### 给定任务 A
请把这篇线性规划题解从含有“A[l][i]/=A[l][e];”的那句起、到“for(j=1;j<=n;++j)”为止的部分重新写出，并将其中的“A[l][e]”改名为“piv”。
### 给定任务 B
续写这篇线性规划题解，从末尾一句之后写起。

### 待读文段
++++++
BZOJ1061: [Noi2008]志愿者招募 线性规划之--构造初始可行解

首要思路是构造辅助线性规划,若最优值为0则删除辅助变量得到存在初始可行解线性规划.

具体看代码吧.

#include<cstdio>
#include<cctype>
#include<cstring>
#include<climits>
#include<iostream>
#include<algorithm>
using namespace std;
 
#define inf 0x3f3f3f3f
struct Linear_Programming{
    static const int N=10010;
    static const int M=1010;
    int n,m,A[M][N],b[M],c[N],v,B[M],nB[N];
    int _c[N],_v,Bins[N+M],nBins[N+M],_nB[N];
    inline void pivot(int l,int e){
        int i,j;
        for(i=1;i<=n;++i)
            if(i!=e)
                A[l][i]/=A[l][e];
        b[l]/=A[l][e];
        A[l][e]=1/A[l][e];
        for(i=1;i<=m;++i)
            if(i!=l&&A[i][e]!=0){
                for(j=1;j<=n;++j)
                    if(j!=e)
                        A[i][j]-=A[i][e]*A[l][j];
                b[i]-=A[i][e]*b[l];
                A[i][e]*=-A[l][e];
            }
        for(i=1;i<=n;++i)
            if(i!=e)
                c[i]-=c[e]*A[l][i];
        v+=c[e]*b[l];
        c[e]*=-A[l][e];
        swap(B[l],nB[e]);
    }
    inline int Simplex(){
        int i,j,l,e,lim;
        while(1){
            for(e=0,i=1;i<=n;++i)
++++++
### 所附数据行
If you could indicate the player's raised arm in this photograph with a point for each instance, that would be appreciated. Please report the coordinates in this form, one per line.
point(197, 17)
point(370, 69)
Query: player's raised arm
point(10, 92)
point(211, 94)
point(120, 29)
++++++
### 输出结果 A
A[l][i]/=piv;
        b[l]/=piv;
        piv=1/piv;
        for(i=1;i<=m;++i)
            if(i!=l&&A[i][e]!=0){
                for(j=1;j<=n;++j)

### 输出结果 B
                if(c[i]>0){
                    e=i;
                    break;
                }
            if(!e)
                return v;
            for(lim=inf,i=1;i<=m;++i)
                if(A[i][e]>0&&lim>b[i]/A[i][e]){
                    l=i;
                    lim=b[i]/A[i][e];
                }
            if(lim==inf)
                return inf;
            pivot(l,e);
        }
    }
    inline bool init(){
        int i,j,l,e,min_b=inf;
        for(l=0,i=1;i<=m;++i)
            if(b[i]<min_b){
                min_b=b[i];
                l=i;
            }
        if(min_b>=0)
            return 1;
        nB[++n]=0;
        memcpy(_c,c,sizeof c);
        _v=v;
        memcpy(_nB,nB,sizeof nB);
        memset(c,0,sizeof c);
        v=0;
        c[n]=-1;
        for(i=1;i<=m;++i)
            A[i][n]=-1;
        pivot(l,n);
        if(Simplex()<0)
            return 0;
        else{
            for(i=1;i<=m;++i)
                if(B[i]==0){
                    for(j=1;j<=n;++j){
                        if(A[i][j]!=0)
                            pivot(i,j);
                        break;
                    }
                }
            for(i=1;i<=n;++i)
                if(nB[i]==0)
                    e=i;
            --n;
            for(i=e;i<=n;++i)
                nB[i]=nB[i+1];
            for(i=1;i<=m;++i)
                for(j=e;j<=n;++j)
                    A[i][j]=A[i][j+1];
            for(i=1;i<=n;++i)
                nBins[nB[i]]=i;
            for(i=1;i<=m;++i)
                Bins[B[i]]=i;
            memset(c,0,sizeof c);
            v=_v;
            for(i=1;i<=n;++i){
                if(nBins[_nB[i]])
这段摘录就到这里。